**What to do**
Reproduce everything from the line containing "Each instance receives one point. Annotate the tan" down to the line containing "[[718, 373]]", including both of those lines. Leave out any pictures that fall within that span.

(Location labeling records)
>>>
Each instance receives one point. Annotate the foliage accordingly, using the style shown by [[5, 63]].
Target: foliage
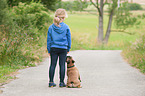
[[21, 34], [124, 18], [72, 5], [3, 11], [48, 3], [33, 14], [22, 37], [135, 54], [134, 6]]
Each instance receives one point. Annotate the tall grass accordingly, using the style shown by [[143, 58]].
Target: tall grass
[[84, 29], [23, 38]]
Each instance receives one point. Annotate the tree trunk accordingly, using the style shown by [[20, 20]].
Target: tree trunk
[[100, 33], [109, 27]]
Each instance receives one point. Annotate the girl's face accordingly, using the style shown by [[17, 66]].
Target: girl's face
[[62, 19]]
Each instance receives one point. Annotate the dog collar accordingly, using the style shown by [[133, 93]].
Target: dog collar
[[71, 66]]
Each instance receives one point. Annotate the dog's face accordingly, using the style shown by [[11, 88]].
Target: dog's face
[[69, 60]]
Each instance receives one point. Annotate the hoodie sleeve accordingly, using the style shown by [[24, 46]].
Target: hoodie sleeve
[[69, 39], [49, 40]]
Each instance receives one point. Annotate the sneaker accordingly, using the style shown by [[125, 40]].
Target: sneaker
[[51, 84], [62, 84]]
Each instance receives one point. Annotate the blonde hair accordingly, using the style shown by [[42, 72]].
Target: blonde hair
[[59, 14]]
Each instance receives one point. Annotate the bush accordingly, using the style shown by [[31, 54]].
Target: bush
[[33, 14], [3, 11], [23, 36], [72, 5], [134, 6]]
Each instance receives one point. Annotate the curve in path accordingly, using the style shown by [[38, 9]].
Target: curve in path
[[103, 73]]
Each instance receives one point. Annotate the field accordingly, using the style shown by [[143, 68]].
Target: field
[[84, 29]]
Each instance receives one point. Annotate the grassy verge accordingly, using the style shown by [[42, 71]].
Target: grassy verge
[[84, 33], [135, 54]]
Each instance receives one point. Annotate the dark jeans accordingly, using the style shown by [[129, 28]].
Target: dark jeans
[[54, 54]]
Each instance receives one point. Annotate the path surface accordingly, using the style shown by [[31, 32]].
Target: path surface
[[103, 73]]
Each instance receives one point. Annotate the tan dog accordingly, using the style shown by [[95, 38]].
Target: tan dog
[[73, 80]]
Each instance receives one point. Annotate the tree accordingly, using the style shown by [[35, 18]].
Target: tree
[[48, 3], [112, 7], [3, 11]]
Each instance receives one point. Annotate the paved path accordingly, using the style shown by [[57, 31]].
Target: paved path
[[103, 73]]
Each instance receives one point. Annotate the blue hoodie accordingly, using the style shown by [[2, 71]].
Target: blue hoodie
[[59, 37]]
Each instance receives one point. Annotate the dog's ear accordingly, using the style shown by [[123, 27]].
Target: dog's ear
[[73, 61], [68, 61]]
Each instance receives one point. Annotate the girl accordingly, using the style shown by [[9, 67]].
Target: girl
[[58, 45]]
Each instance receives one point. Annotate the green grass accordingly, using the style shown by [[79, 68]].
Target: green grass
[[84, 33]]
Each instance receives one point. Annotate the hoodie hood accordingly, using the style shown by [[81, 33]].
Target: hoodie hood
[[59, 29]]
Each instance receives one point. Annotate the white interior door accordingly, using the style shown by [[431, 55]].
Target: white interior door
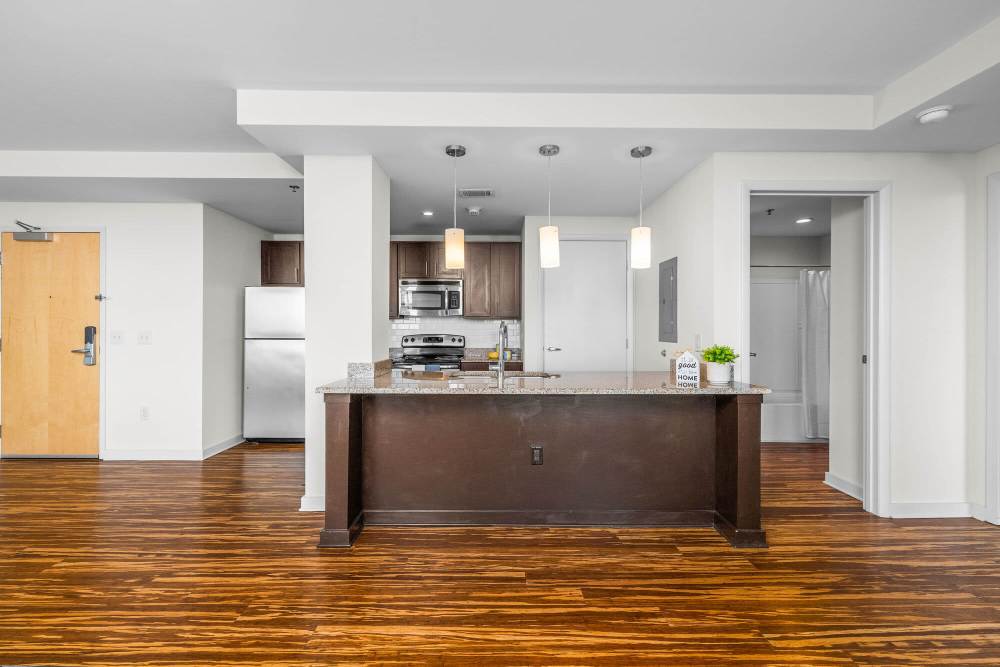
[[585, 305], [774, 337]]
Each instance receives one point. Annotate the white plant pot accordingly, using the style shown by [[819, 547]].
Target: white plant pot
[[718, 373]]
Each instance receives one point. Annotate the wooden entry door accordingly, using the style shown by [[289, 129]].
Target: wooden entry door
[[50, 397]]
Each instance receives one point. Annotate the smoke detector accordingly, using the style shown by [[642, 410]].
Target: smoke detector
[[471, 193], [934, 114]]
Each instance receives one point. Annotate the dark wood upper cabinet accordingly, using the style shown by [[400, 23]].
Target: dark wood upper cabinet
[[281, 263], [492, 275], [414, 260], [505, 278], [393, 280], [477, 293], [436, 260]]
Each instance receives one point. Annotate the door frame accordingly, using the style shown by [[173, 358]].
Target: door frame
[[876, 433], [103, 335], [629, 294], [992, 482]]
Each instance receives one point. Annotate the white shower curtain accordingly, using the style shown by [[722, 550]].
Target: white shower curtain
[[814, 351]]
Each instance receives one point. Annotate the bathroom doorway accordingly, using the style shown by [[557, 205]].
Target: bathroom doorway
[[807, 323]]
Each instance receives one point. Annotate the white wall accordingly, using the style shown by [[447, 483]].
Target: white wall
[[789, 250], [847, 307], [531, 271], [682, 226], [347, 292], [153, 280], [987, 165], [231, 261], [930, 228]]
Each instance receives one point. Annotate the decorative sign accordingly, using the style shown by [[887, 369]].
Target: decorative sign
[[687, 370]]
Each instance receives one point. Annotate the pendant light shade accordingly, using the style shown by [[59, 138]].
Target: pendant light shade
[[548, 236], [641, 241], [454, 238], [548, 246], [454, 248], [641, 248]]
<<<
>>>
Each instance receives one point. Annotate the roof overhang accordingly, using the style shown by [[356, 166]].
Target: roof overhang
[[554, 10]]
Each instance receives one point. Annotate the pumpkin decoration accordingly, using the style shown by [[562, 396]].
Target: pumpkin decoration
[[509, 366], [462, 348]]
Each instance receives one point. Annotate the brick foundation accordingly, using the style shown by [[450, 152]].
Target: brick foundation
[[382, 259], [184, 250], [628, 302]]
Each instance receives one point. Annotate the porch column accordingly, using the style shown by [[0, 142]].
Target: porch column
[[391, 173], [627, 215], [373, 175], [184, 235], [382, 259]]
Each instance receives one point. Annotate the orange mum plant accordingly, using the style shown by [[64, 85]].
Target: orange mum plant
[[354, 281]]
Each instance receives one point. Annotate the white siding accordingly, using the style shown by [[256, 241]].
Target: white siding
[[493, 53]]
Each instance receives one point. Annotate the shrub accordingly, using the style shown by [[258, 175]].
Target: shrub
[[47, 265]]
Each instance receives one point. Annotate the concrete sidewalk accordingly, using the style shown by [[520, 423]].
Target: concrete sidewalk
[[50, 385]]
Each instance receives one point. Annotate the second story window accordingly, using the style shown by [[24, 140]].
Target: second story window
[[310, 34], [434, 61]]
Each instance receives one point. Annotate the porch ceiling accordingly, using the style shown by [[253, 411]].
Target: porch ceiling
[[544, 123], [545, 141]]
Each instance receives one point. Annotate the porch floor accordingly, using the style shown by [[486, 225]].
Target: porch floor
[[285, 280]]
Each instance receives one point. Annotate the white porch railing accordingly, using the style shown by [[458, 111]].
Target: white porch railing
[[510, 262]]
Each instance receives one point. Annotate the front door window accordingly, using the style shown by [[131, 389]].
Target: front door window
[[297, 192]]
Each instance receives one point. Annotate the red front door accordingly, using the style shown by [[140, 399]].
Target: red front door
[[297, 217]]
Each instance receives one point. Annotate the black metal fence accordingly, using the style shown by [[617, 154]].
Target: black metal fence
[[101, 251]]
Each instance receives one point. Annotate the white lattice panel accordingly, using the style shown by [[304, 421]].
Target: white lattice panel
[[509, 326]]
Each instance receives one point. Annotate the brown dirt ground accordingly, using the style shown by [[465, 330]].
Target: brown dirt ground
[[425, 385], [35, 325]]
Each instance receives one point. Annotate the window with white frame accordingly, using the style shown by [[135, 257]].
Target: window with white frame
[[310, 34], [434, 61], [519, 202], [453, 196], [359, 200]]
<<<
**Output of the exercise**
Each instance receives one point. Annotate the tan dog accordingly, using the style shown by [[95, 38]].
Target: tan dog
[[73, 80]]
Each instance receives one point. Annotate the tree accordingly, using the style shown by [[35, 18]].
Target: tree
[[48, 3], [112, 7], [3, 11]]
Each instance receives one point. Annotate the paved path accordingly, using the style shown by [[57, 31]].
Target: paved path
[[103, 73]]
Each instance receives one point. Annotate the blue hoodie accordingly, using the style shown by [[2, 71]].
Target: blue hoodie
[[59, 37]]
Each instance receives one point. Annotate the dog's ear accordingly, using the style shown by [[123, 27]].
Target: dog's ear
[[73, 61], [68, 61]]
Each instance receives one point. Annotate the girl accordingly, using the style shown by [[9, 67]].
Target: girl
[[58, 45]]
Each instance receives one point. Annotate the green grass accordingly, using the style shown by [[79, 68]].
Target: green grass
[[84, 33]]
Each instance receives one point. Annotate the hoodie hood accordingly, using the style shown by [[81, 33]].
Target: hoodie hood
[[59, 29]]
Each instance receives one point. Annotate the white interior door accordingly, using the style shown by [[431, 55]].
Target: white interior door
[[585, 305], [774, 337]]
Each instance receives one point. Annotate the white plant pot accordingly, using the style shown by [[819, 547]].
Target: white plant pot
[[718, 373]]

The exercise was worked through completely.